TEXTE FOURNI
Le rock et la contre-culture baignent dans un anarchisme individualiste. Les Sex Pistols chantent un anarchisme qui repose sur la liberté individuelle avec le refus des normes et des contraintes. Néanmoins, cet individualisme libertaire peut aussi déboucher vers des formes de domination. La star de rock se prend pour un roi et l’anarchisme individualiste débouche vers la glorification de son propre ego. Cette démarche semble rejoindre celle du Marquis de Sade avec l’affirmation de soi par la destruction de l’autre.
La contre-culture valorise toutes les formes de transgression morale, y compris la criminalité. L'écrivain Norman Mailer glorifie tous les clichés du machisme afro-américain dans son article sur le Blanc-Nègre. Les Black Panthers s’appuient également sur une virilité martiale pour politiser les petits délinquants. Ce qui conduit vers une apologie de la criminalité et des gangsters. La culture hip hop et le gangsta rap ne font que reprendre cette posture et cet imaginaire d’affirmation virile.
Un rock psychédélique se développe dans le sillage du mouvement hippie. Cette musique peut accompagner les sensations de la drogue. Ce rock vise à créer une ambiance de cocon protecteur, comme dans le ventre maternel. Brian Eno incarne cette évolution vers une musique d’ambiance douce et envoûtante, loin de la culture guerrière du rock. « Avec l’ambiant, il remplaçait le désir par le plaisir, le bruit perturbateur par une musique-décor », analysent Simon Reynolds et Joy Press. Ce rock psychédélique propose un nouvel homme féminisé, mais pas forcément féministe. La femme reste essentialisée et toujours associée à la mère douce et protectrice.
Rock au féminin
Dans les mouvements de contre-culture, les femmes apparaissent comme des personnages secondaires au service des hommes. Pour s’imposer sur la scène rock, les musiciennes adoptent les codes virils et guerriers qui prédominent. Elles veulent démontrer qu’elles sont capables de faire aussi bien que les hommes sur leur propre terrain. Une autre approche vise à développer une force féminine, différente mais équivalente à celle des hommes. Mais la valorisation du féminin risque de sombrer dans les codes imposés par le patriarcat. La féminité reste émotionnelle, vulnérable, attentionnée, maternelle.
Patti Smith semble tiraillée entre la critique du patriarcat conformiste et la figure de la masculinité rebelle. Elle décide de masquer sa féminité pour s’imposer comme une artiste rock incontournable. Chrissie Hynde ou PJ Harvey suivent ce même modèle de femmes qui reprennent les codes de la rébellion virile. Pour Kim Gordon ou les L7, la posture guerrière permet de tenir tête aux hommes et de renverser la domination à travers une affirmation virile.
Le grunge évoque la masculinité ratée des marginaux et des inadaptés. Courtney Love s’inscrit dans ce mouvement. Elle cultive le look de la « pute-enfant » avec des robes de petite fille et un maquillage qui reprend les codes de séduction des adultes. Ce qui doit permettre de casser l’opposition entre la vierge et la putain. Ses chansons explorent la sexualité de manière directe.

CONSIGNES
Prolongez le texte ci-dessus sur le rock et la contre-culture à partir de sa dernière phrase, en conservant son registre.

Exemples de détection:
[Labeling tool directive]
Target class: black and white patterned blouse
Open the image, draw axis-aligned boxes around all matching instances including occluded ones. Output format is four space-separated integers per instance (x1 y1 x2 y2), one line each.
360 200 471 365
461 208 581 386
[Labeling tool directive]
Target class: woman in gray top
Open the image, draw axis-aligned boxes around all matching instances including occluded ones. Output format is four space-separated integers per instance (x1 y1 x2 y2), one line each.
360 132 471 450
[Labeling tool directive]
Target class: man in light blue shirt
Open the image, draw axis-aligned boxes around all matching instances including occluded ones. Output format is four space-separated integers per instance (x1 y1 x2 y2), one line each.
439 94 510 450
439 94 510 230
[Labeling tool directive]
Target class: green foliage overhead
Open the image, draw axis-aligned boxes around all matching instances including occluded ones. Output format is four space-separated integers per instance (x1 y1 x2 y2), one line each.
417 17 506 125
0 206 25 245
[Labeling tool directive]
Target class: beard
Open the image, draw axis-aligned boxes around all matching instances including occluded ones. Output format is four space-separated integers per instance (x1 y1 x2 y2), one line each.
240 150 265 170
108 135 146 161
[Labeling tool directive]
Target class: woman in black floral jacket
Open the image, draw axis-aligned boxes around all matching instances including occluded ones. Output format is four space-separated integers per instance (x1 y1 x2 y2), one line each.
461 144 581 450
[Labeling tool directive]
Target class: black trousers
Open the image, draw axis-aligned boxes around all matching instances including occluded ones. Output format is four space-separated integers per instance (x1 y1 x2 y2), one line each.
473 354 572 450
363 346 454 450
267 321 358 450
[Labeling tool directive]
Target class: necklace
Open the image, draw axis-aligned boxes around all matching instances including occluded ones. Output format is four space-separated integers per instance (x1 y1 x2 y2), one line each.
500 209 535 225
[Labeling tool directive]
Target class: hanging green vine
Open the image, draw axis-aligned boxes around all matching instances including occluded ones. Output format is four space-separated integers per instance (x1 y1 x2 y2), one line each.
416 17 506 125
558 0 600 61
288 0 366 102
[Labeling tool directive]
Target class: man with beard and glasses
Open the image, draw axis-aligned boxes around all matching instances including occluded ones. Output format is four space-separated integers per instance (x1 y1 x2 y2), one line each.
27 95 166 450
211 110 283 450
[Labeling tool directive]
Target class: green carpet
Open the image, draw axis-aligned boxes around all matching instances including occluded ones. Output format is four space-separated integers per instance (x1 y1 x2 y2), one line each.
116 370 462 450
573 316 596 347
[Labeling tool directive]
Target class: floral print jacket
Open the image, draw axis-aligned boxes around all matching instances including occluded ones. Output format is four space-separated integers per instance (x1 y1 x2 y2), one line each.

RÉPONSE
Janis Joplin incarne la rébellion féminine face aux contraintes imposées par la société patriarcale. La vie d’aventures et d’illégalismes incarnée par la contre-culture reste tolérée pour les hommes. Mais beaucoup moins pour les femmes qui doivent rester enfermées dans leur foyer familial. La libération sexuelle incarne ce refus des contraintes patriarcales. « Par conséquent, les femmes ont accordé une immense importance symbolique à l’idée de libération sexuelle : celle-ci s’est chargée de toute l’énergie secrète d’une rébellion plus large et, jusqu’à présent, encore brimée », observe Ellen Willis.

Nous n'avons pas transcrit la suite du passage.